● **WHAT TO PRODUCE**
Put every line of the entries below into a Markdown table with two columns, Row for the row number and Line for the line itself, leaving out the blank lines.

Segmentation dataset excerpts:
[Begin]

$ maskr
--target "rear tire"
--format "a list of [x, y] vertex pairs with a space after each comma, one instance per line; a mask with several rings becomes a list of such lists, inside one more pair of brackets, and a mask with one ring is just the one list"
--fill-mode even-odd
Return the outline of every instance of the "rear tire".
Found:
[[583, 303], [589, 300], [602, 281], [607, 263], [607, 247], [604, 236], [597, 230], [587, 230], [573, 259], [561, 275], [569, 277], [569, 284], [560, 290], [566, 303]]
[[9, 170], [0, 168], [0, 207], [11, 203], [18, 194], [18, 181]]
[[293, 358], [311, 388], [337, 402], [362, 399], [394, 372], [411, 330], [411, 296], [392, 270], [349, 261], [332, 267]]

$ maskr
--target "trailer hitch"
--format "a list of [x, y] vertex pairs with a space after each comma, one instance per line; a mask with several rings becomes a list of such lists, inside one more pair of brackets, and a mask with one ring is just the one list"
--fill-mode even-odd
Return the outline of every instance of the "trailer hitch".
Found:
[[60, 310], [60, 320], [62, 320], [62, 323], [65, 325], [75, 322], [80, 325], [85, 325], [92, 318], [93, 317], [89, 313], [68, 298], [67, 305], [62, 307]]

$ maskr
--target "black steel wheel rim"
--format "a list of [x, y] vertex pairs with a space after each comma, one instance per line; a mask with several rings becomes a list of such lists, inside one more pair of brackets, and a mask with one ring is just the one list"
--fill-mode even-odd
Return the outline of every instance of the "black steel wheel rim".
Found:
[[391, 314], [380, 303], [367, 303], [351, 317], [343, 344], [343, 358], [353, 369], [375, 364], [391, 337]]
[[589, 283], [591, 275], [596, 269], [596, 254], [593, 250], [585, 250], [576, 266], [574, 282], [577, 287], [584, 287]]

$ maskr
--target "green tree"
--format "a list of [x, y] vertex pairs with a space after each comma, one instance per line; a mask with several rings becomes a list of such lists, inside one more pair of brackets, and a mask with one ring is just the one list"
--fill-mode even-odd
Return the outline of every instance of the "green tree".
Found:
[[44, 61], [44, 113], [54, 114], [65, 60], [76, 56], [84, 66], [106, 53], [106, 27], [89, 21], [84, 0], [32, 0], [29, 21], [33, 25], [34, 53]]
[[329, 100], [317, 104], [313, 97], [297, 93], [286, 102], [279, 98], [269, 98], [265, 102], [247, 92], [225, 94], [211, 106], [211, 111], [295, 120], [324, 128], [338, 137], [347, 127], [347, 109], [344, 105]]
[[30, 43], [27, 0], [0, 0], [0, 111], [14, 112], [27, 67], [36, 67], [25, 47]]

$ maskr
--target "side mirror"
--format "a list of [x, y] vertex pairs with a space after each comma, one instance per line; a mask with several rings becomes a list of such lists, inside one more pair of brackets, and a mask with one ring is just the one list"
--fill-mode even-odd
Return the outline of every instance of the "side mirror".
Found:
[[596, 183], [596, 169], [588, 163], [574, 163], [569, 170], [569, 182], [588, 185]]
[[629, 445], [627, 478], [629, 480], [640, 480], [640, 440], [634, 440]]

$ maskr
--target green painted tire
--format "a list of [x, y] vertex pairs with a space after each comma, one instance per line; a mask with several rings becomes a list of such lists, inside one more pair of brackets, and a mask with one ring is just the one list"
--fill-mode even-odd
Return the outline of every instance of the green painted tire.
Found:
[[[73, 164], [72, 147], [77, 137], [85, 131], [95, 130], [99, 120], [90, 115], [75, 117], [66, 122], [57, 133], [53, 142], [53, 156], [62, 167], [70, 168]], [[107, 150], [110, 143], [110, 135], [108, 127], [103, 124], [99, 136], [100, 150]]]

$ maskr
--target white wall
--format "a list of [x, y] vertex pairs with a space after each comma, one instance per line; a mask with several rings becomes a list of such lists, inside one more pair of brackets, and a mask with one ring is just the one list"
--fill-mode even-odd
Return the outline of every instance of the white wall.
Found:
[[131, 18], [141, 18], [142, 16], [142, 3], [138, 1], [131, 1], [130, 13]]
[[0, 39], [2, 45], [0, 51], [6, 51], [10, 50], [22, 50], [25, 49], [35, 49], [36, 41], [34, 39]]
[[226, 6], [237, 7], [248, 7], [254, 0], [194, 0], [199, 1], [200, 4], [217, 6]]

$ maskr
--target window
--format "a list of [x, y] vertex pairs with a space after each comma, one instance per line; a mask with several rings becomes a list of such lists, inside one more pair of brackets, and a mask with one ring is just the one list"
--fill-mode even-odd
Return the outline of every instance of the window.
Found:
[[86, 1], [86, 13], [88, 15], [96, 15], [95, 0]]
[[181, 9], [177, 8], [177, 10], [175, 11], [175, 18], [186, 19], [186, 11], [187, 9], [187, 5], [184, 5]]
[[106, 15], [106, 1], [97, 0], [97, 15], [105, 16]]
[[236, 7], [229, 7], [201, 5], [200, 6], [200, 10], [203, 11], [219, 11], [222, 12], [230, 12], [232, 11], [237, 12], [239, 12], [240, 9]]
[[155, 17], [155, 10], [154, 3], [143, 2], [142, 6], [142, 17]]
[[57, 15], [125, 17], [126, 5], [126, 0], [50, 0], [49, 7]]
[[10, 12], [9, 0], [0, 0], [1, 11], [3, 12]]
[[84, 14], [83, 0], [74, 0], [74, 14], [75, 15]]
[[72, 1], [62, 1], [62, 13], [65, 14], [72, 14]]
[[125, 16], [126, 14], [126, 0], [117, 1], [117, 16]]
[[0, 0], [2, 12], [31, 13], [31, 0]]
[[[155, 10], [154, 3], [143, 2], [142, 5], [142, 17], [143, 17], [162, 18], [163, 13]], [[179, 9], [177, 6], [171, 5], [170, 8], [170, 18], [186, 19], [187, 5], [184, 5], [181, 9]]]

[End]

● **OUTPUT OF THE TASK**
| Row | Line |
|---|---|
| 1 | $ maskr |
| 2 | --target "rear tire" |
| 3 | --format "a list of [x, y] vertex pairs with a space after each comma, one instance per line; a mask with several rings becomes a list of such lists, inside one more pair of brackets, and a mask with one ring is just the one list" |
| 4 | --fill-mode even-odd |
| 5 | Return the outline of every instance of the "rear tire". |
| 6 | Found: |
| 7 | [[583, 303], [589, 300], [602, 281], [607, 263], [607, 247], [604, 236], [597, 230], [587, 230], [573, 259], [561, 275], [569, 277], [569, 284], [560, 290], [566, 303]] |
| 8 | [[9, 170], [0, 168], [0, 207], [11, 203], [18, 194], [18, 181]] |
| 9 | [[293, 358], [311, 388], [337, 402], [362, 399], [394, 372], [411, 330], [411, 296], [392, 270], [349, 261], [332, 267]] |
| 10 | $ maskr |
| 11 | --target "trailer hitch" |
| 12 | --format "a list of [x, y] vertex pairs with a space after each comma, one instance per line; a mask with several rings becomes a list of such lists, inside one more pair of brackets, and a mask with one ring is just the one list" |
| 13 | --fill-mode even-odd |
| 14 | Return the outline of every instance of the "trailer hitch". |
| 15 | Found: |
| 16 | [[60, 310], [60, 320], [62, 320], [62, 323], [65, 325], [75, 322], [80, 325], [85, 325], [92, 318], [93, 317], [89, 313], [68, 298], [67, 305], [62, 307]] |
| 17 | $ maskr |
| 18 | --target "black steel wheel rim" |
| 19 | --format "a list of [x, y] vertex pairs with a space after each comma, one instance per line; a mask with several rings becomes a list of such lists, inside one more pair of brackets, and a mask with one ring is just the one list" |
| 20 | --fill-mode even-odd |
| 21 | Return the outline of every instance of the "black steel wheel rim". |
| 22 | Found: |
| 23 | [[391, 314], [380, 303], [367, 303], [351, 317], [343, 344], [343, 358], [353, 369], [375, 364], [391, 337]] |
| 24 | [[589, 283], [591, 275], [596, 269], [596, 254], [593, 250], [585, 250], [576, 266], [574, 282], [577, 287], [584, 287]] |
| 25 | $ maskr |
| 26 | --target "green tree" |
| 27 | --format "a list of [x, y] vertex pairs with a space after each comma, one instance per line; a mask with several rings becomes a list of such lists, inside one more pair of brackets, and a mask with one ring is just the one list" |
| 28 | --fill-mode even-odd |
| 29 | Return the outline of every instance of the "green tree". |
| 30 | Found: |
| 31 | [[44, 61], [44, 113], [54, 114], [65, 60], [76, 56], [84, 66], [106, 53], [106, 27], [89, 21], [84, 0], [32, 0], [29, 21], [33, 25], [34, 53]] |
| 32 | [[329, 100], [317, 104], [313, 97], [297, 93], [286, 102], [279, 98], [269, 98], [265, 102], [247, 92], [225, 94], [211, 106], [211, 111], [295, 120], [324, 128], [338, 137], [347, 127], [347, 109], [344, 105]] |
| 33 | [[30, 43], [27, 0], [0, 0], [0, 111], [14, 112], [27, 67], [36, 67], [25, 47]] |
| 34 | $ maskr |
| 35 | --target "side mirror" |
| 36 | --format "a list of [x, y] vertex pairs with a space after each comma, one instance per line; a mask with several rings becomes a list of such lists, inside one more pair of brackets, and a mask with one ring is just the one list" |
| 37 | --fill-mode even-odd |
| 38 | Return the outline of every instance of the "side mirror". |
| 39 | Found: |
| 40 | [[596, 183], [596, 169], [588, 163], [574, 163], [569, 170], [569, 182], [588, 185]] |
| 41 | [[629, 445], [627, 478], [629, 480], [640, 480], [640, 440], [634, 440]] |
| 42 | $ maskr |
| 43 | --target green painted tire |
| 44 | --format "a list of [x, y] vertex pairs with a space after each comma, one instance per line; a mask with several rings becomes a list of such lists, inside one more pair of brackets, and a mask with one ring is just the one list" |
| 45 | --fill-mode even-odd |
| 46 | Return the outline of every instance of the green painted tire. |
| 47 | Found: |
| 48 | [[[73, 164], [72, 147], [77, 137], [85, 131], [95, 130], [99, 120], [90, 115], [75, 117], [66, 122], [57, 133], [53, 142], [53, 156], [62, 167], [70, 168]], [[107, 150], [110, 143], [110, 135], [108, 127], [103, 124], [99, 136], [100, 150]]] |
| 49 | $ maskr |
| 50 | --target white wall |
| 51 | --format "a list of [x, y] vertex pairs with a space after each comma, one instance per line; a mask with several rings becomes a list of such lists, inside one more pair of brackets, and a mask with one ring is just the one list" |
| 52 | --fill-mode even-odd |
| 53 | Return the outline of every instance of the white wall. |
| 54 | Found: |
| 55 | [[131, 18], [141, 18], [142, 16], [142, 3], [138, 1], [131, 1], [130, 13]] |
| 56 | [[0, 39], [2, 45], [0, 51], [6, 51], [10, 50], [22, 50], [25, 49], [35, 49], [36, 41], [34, 39]] |
| 57 | [[226, 6], [237, 7], [248, 7], [254, 0], [194, 0], [199, 1], [200, 4], [217, 6]] |
| 58 | $ maskr |
| 59 | --target window |
| 60 | --format "a list of [x, y] vertex pairs with a space after each comma, one instance per line; a mask with several rings becomes a list of such lists, inside one more pair of brackets, and a mask with one ring is just the one list" |
| 61 | --fill-mode even-odd |
| 62 | Return the outline of every instance of the window. |
| 63 | Found: |
| 64 | [[86, 1], [86, 13], [88, 15], [96, 15], [95, 0]] |
| 65 | [[181, 9], [177, 8], [177, 10], [175, 11], [175, 18], [186, 19], [186, 11], [187, 9], [187, 5], [184, 5]] |
| 66 | [[106, 15], [106, 1], [97, 0], [97, 15], [105, 16]] |
| 67 | [[236, 7], [229, 7], [201, 5], [200, 6], [200, 10], [203, 11], [219, 11], [222, 12], [230, 12], [232, 11], [237, 12], [239, 12], [240, 9]] |
| 68 | [[155, 17], [155, 10], [154, 3], [143, 2], [142, 6], [142, 17]] |
| 69 | [[57, 15], [125, 17], [126, 5], [126, 0], [50, 0], [49, 7]] |
| 70 | [[10, 12], [9, 0], [0, 0], [1, 11], [3, 12]] |
| 71 | [[84, 14], [83, 0], [74, 0], [74, 14], [75, 15]] |
| 72 | [[72, 1], [62, 1], [62, 13], [65, 14], [72, 14]] |
| 73 | [[125, 16], [126, 14], [126, 0], [117, 1], [117, 16]] |
| 74 | [[0, 0], [2, 12], [31, 13], [31, 0]] |
| 75 | [[[155, 10], [154, 3], [143, 2], [142, 5], [142, 17], [143, 17], [162, 18], [163, 13]], [[179, 9], [177, 6], [171, 5], [170, 8], [170, 18], [186, 19], [187, 5], [184, 5], [181, 9]]] |